Leaving out all pictures, copy the lines below exactly, from the line with "one point on" to the last line, both ends included.
====== Input for this task ======
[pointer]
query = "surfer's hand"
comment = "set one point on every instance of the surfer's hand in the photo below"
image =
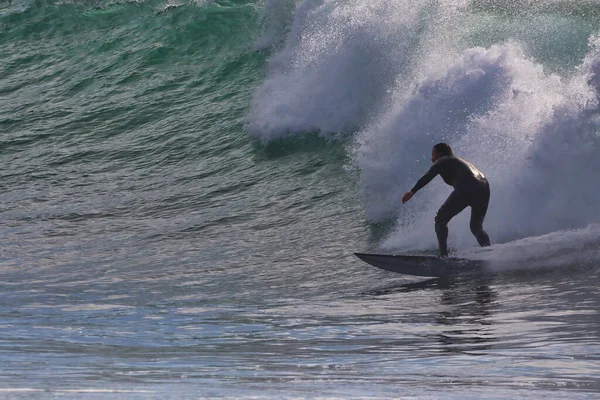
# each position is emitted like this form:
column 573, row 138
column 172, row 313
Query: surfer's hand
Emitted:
column 407, row 196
======
Solution below ▸
comment = "set one point on every instance of the surfer's hand in the photo below"
image =
# each position is emitted like this form:
column 573, row 138
column 172, row 313
Query: surfer's hand
Emitted:
column 407, row 196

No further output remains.